_PASSAGE TO READ_.
────────

A mid sized iron foundry in the Upper Midwest had been losing money for 3 years in a row and had defaulted under their credit agreement. The Company was operating under a forbearance agreement with the Bank and the Bank had lost confidence in management. The Bank insisted that the Company hire turnaround professionals. The principals of Turning Point were engaged to assess the Company’s financial and operational plans, to manage the cash crisis, drive a turnaround and re-establish the basis from which to renegotiate the credit facility. Turning Point was selected based on their manufacturing, operational and financial backgrounds

Challenges

  • The Company was operating under a Bank forbearance with high banks fee and interest.
  • Cash burn was over $150,000 per month.
  • Management had no operating plan to run the business day-to-day, much less turn the business around.
  • The owners wanted help to solidify the company’s position for the future and keep the 150 jobs in place.

Solution

After months and years of losing money, the Company, with Turning Point guidance, began turning a profit in within 3 months of engagement. Cash burn was eliminated and positive cash flows began within that 3 month period. We assessed the Company’s strengths and weaknesses, analyzed their financial situation and revenue streams. Since the Company did not have a lot of time, selected pricing and surcharge adjustments and focused cost cutting measures were implemented. The quickest and most effective strategy was going to be driven largely by aggressive pricing and cost cutting as well as aggressive cash management. The price increases were focused on those customers identified with low margin products. Expense were cut and the Company streamlined the organization.

Results

  • Within 3 months, the Bank renewed its Credit Facility with the Company, removed the forbearance agreement and implemented standard terms and conditions.
  • The Company paid down around $5,000,000 in debt owed to the Bank and was consistently profitable.
  • Top operation’s and sale’s leadership were hired and the organization improved its processes with frequent communication with its employees.
  • The Company was able to retain a majority of its employees based on this turnaround effort.

Case Study – Turnaround, Distribution Industry; New Credit Facility

Situation

A family-owned, 95 year-old, wholesale distribution business that provided the highest quality brand name supplies and equipment to institutional and industrial launderers and dry cleaners in the upper Midwest had experienced three years of declining revenues along with operating losses. The downward trend in financial results had caused the Company’s lender for over 20 years, to become concerned about the Company’s future ability to repay its $2.0 million asset-based line of credit which was fully collateralized by accounts receivable, inventory and cash surrender value of life insurance policies. As a result of the continued operating losses, the Company was also experiencing cash flow issues. Consequently, the bank indicated to the Company that it may not renew its credit facility unless the Company retained a turnaround management firm to address its deteriorating financial results. Turning Point was engaged to assess the Company’s financial performance and business operations, organization, prepare recommendations and a plan to drive a financial turnaround. Additionally, Turning Point was engaged to develop a cash forecasting process and re-establish the basis from which to renegotiate the current credit facility or seek a new lending partner. Turning Point was selected based on its in depth due diligence of the situation, the Principals’ business experience managing and operating companies through turnaround and their successful track record of renegotiating and sourcing new bank credit facilities.

────────

_DATA_.

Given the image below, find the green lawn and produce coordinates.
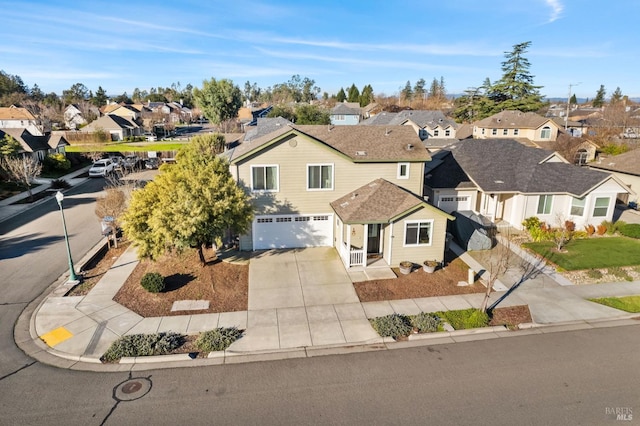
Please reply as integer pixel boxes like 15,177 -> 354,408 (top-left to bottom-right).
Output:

────────

_TO-DO LIST_.
1: Translate this sentence from the turnaround case studies into Spanish: "Cash burn was eliminated and positive cash flows began within that 3 month period."
2: In the foundry turnaround case study, why did the Company implement selected pricing and surcharge adjustments and focused cost cutting measures? Answer in one to three sentences.
3: Resume the turnaround case studies from the point where the text stops.

_THE RESPONSES_.
1: Se eliminó el consumo de efectivo y los flujos de caja positivos comenzaron dentro de ese período de 3 meses.

2: The Company did not have a lot of time, so selected pricing and surcharge adjustments and focused cost cutting measures were implemented. The quickest and most effective strategy was expected to come largely from aggressive pricing and cost cutting, together with aggressive cash management.

3:
Challenges

  • Three years of declining revenues and operating losses
  • Low gross margins in the Supplies business segment
  • Excessive warehouse space and costs due to multiple, inefficient Company-owned locations
  • Unionized warehouse workforce
  • High inventory levels with declining sales
  • Lack of sound financial management including gross margin analysis, inadequate cash flow reporting, minimal key metrics tracking plus no financial plan to monitor actual results against
  • Bank relationship was strained; new credit relationship may be necessary

Our Process

We completed a thorough review of the Company’s operations and financial performance to date including an analysis of gross margins for all product lines. We analyzed current cash flow and prepared a 13-week rolling cash flow forecast for the Company to operate within. We completed an organization review to assess the strengths and weaknesses of management and employees. Turning Point then prepared a SWOT (strengths, weaknesses, opportunities and threats) analysis on the Company, generating a realistic operating and financial plan for the upcoming fiscal year with recommendations for immediate action necessary to improve the financial results of the business. Additionally, we prepared a longer range operating and financial plan with specific recommendations to be implemented. The analysis and the short and long-term operating and financial plans along with our recommendations were presented to the Bank.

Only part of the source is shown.